## Work to do:
Can you continue the excerpt on educators adopting classroom technology, picking up right after its final sentence?

Learning how to enhance teaching with technology can be difficult ( Reid, 2017 ). Some educators approach instruction with very traditional methods. Teacher-centered lectures, pages of notes and assigned readings represent traditional or old-school instructional practices. Few post-secondary instructors are taught how to teach and most learn by modeling the teaching style of others. Teachers have not been taught how to be a facilitator in a technology-rich classroom ( Nicol et al. , 2018 ). Those teachers who do not acknowledge the changes in learning preferences may find it more difficult to teach the new generation.

Not all educators have the ability to embrace change. They may approach change with a fixed-mindset attempting to use a new technology tool and giving up easily at the first sign of difficulty. They do not see themselves as capable of learning to use the new technology tools and fear the risk of failure when trying new things ( Dress, 2016 ). The transition from teacher centered to student centered is a significant change and may be seen as a relinquishment of control by the teacher. Educators who are most comfortable in a traditional approach to education need more support when changing to a student-centered approach.

Humanistic influence on technology integration

The humanistic approach is described as involving the whole person and is manifested in the values, beliefs, confidence and emotions of the individual ( Fedorenko, 2018 ). Teaching is a humanistic endeavor, and educators find joy in being able to interact with their students and in being able to share their knowledge directly ( Azzaro, 2014 ). Learning organizations need educators who can bridge the gap between human and technological cultures ( Dominici, 2018 ). However, changing from a teacher-centered approach to a student-centered approach to instruction and learning may be difficult, and requiring the use of technology may seem too impersonal for educators to accept.

The educators’ values, beliefs and level of confidence are factors in the adoption of new technologies and pedagogies. A positive attitude toward using technology was found to be a significant factor in the intention to use educational technology. Positive attitudes have a major influence on the acceptance or rejection of the new technology integration. The change may come in the form of an educational change initiated by the college or university.

An educator’s beliefs about using technology become a factor in the ability to adopt the new technology into their pedagogy. If the transition was smooth and the process was positive, educators may be more open to accepting the change. If the change was not positive, the announcement may produce negative feelings and doubt related to any new initiative. The change may produce resistance, self-doubt and uncertainties ( Kilinc et al. , 2017 ; Reid, 2017 ). The doubt causes them to question the change and their belief system. Past experiences may also influence educators’ ability to be successful with the implementation of a new innovation, such as technology ( Demirbağ and Kılınç, 2018 ; Reid, 2017 ). If the focus of the change contradicts the current belief system, teachers are less likely to put the reforms into practice; therefore, they become resistant to the change. Changes that align with core beliefs are more likely to be successful ( Demirbağ and Kılınç, 2018 ). The alignment allows teachers to feel confident about the change process and more likely to be a user of technology.

Educators produce resistance by using the technology superficially or not at all. The resistance builds when the educational technology seemingly does not contribute to their traditional teaching ( Demirbağ and Kılınç, 2018 ). Educators may perceive learning to use the newly adopted technology as a burden ( Cheung et al. , 2018 ). The educational technology may be meaningful, but the resistance prevents them from exploring further opportunities for using the technology.

## Given information:
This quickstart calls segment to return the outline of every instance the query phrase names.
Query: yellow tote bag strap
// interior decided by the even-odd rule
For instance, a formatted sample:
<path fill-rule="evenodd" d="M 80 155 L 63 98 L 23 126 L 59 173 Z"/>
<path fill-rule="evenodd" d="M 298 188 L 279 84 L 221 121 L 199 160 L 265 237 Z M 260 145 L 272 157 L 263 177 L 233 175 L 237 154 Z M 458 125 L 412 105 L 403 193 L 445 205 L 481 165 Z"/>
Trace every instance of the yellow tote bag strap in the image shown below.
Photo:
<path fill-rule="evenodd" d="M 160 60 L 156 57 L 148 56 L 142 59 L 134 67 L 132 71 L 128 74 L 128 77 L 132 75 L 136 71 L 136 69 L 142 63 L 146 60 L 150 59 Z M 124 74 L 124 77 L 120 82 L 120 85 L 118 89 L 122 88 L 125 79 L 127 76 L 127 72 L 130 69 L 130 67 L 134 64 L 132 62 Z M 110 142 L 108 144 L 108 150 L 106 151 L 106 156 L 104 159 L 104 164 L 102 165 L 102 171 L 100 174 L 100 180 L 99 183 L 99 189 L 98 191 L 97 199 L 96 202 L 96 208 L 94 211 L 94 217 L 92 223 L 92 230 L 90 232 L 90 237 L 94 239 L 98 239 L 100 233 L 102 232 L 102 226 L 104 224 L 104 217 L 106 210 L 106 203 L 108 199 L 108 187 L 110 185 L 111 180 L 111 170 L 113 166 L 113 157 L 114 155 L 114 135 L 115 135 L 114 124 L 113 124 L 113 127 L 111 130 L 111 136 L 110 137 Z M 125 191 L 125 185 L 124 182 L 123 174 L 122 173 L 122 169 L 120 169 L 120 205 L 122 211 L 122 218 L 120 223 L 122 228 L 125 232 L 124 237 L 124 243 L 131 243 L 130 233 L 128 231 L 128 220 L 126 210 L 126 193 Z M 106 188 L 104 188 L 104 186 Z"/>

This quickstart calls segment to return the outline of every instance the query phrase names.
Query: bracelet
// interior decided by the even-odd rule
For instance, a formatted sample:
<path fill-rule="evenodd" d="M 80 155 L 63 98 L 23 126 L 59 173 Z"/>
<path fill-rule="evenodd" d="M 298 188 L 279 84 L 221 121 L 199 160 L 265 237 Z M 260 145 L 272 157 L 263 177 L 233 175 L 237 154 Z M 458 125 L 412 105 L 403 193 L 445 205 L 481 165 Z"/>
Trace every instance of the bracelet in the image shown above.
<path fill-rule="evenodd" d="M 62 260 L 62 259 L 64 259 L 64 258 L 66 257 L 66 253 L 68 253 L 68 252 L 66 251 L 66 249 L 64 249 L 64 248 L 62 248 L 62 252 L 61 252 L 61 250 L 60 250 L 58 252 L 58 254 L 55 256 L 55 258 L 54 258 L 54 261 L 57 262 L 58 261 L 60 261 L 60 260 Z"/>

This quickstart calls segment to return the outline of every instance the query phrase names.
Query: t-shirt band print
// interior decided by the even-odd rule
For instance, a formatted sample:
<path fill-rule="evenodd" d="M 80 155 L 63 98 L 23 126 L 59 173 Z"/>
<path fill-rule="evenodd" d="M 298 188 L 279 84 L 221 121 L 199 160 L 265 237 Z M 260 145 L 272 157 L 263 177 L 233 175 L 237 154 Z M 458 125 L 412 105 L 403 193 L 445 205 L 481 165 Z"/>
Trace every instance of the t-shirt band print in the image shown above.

## Result for this task:
Resistance to technology can also be in association with an educator’s efficacy. Self-efficacy is the belief in one’s own ability to succeed in a context-specific task or behavior ( Bandura, 1986 ; Alenezi, 2017 ). Confidence and knowledge with using technology and computers is known as computer self-efficacy (CSE). CSE refers to the ability and the application of skills to achieve a result ( Alshammari et al. , 2016 ). The importance of CSE increased since the implementation of computer-based learning at all educational levels ( Bhatiasevi and Naglis, 2016 ). Educators with limited exposure to technology in their everyday and personal lives or with limited or nonexistent support will be resistant to using technology ( Kilinc et al. , 2017 ). An educator who demonstrates higher levels of CSE will have less frustration and will increase their use of technology in the future ( Cheung et al. , 2018 ). Users of technology tend to believe in the value of technology if it is easy to use and makes completing tasks simpler ( Bhatiasevi and Naglis, 2016 ). Lower levels of CSE coincide with low motivation and the perception of the technology as difficult and useless ( Alshammari et al. , 2016 ). CSE is a major factor in the resistance of the change, but it is a barrier which is difficult to detect. However, when combining CSE with an educator’s background experiences, one may have the ability to determine an educator’s resistance to technology.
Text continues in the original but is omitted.